_WORK TASK_. Repeat all the data word for word.
======== RECORDS PROVIDED ========
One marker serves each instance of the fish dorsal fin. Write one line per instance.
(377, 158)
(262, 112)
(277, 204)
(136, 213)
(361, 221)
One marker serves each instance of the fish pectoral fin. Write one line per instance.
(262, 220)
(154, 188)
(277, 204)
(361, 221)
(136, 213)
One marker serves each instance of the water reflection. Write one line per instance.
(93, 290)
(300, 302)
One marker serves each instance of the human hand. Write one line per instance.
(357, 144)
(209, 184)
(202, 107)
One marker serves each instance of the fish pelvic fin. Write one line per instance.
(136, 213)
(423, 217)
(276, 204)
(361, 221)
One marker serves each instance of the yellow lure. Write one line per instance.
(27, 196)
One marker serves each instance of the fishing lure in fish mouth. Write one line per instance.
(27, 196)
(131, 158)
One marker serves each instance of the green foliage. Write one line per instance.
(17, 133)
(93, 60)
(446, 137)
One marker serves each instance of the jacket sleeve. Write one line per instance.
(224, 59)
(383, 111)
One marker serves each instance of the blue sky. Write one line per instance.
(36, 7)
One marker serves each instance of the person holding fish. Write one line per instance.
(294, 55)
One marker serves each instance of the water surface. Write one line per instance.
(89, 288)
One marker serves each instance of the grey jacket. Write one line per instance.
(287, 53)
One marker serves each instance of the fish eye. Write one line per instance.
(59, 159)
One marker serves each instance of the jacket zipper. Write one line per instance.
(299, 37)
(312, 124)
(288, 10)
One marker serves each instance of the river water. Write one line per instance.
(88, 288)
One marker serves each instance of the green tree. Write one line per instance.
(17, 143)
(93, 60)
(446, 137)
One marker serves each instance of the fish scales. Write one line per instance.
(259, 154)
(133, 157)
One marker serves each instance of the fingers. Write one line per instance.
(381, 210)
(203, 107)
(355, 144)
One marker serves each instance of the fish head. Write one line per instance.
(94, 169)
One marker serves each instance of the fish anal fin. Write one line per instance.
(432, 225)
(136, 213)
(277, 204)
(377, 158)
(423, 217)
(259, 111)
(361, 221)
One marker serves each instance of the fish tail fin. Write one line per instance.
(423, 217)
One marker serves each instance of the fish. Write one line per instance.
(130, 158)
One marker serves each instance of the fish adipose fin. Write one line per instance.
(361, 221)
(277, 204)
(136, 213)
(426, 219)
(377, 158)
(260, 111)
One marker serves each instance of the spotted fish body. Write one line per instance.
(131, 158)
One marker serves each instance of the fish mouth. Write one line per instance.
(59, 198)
========
_YOUR SOLUTION_.
One marker serves each instance of the fish dorsal fin. Write one line per instance.
(377, 158)
(262, 112)
(277, 204)
(136, 213)
(361, 221)
One marker serves each instance of the fish pectoral fin. Write one line per instance.
(262, 220)
(154, 188)
(277, 204)
(361, 221)
(136, 213)
One marker serves each instance of the water reflection. Write one line per instance.
(93, 290)
(300, 302)
One marker serves each instance of the human hand. Write one line per instance.
(357, 144)
(209, 184)
(202, 107)
One marker serves each instance of the fish pelvic fin. Write one line per instance.
(136, 213)
(423, 217)
(276, 204)
(361, 221)
One marker serves each instance of the yellow lure. Write one line per instance.
(27, 196)
One marker serves each instance of the fishing lure in fish mouth. Write one line per instance.
(27, 196)
(131, 158)
One marker serves each instance of the green foliage. Write one line per instance.
(17, 133)
(93, 60)
(446, 137)
One marker serves each instance of the jacket sleeve. Write one line per instance.
(224, 59)
(383, 111)
One marker serves each instance of the blue sky. Write one line per instance.
(36, 7)
One marker serves each instance of the person holding fish. Write one line per instance.
(294, 55)
One marker serves each instance of the water surface. Write one line per instance.
(89, 288)
One marker serves each instance of the grey jacket. Write one line per instance.
(287, 53)
One marker serves each instance of the fish eye. Write one line per instance.
(59, 159)
One marker serves each instance of the jacket zipper. Write one line per instance.
(299, 37)
(312, 124)
(288, 10)
One marker serves each instance of the river water. Write one line per instance.
(88, 288)
One marker serves each instance of the green tree. Write one line per instance.
(17, 143)
(93, 60)
(446, 137)
One marker serves each instance of the fish scales. Write one line per instance.
(259, 154)
(133, 157)
One marker serves each instance of the fingers. Write one line per instance.
(381, 210)
(203, 107)
(355, 144)
One marker serves each instance of the fish head. Write one line per instance.
(94, 169)
One marker serves each instance of the fish anal fin. Write one line per instance.
(432, 225)
(136, 213)
(277, 204)
(377, 158)
(423, 217)
(259, 111)
(361, 221)
One marker serves each instance of the fish tail fin. Write one line per instance.
(423, 217)
One marker serves each instance of the fish. Write one line per instance.
(130, 158)
One marker serves each instance of the fish adipose fin. Write one line per instance.
(361, 221)
(277, 204)
(136, 213)
(426, 219)
(377, 158)
(260, 111)
One marker serves each instance of the spotted fish body. Write one line per instance.
(131, 158)
One marker serves each instance of the fish mouth. Write one line per instance.
(59, 198)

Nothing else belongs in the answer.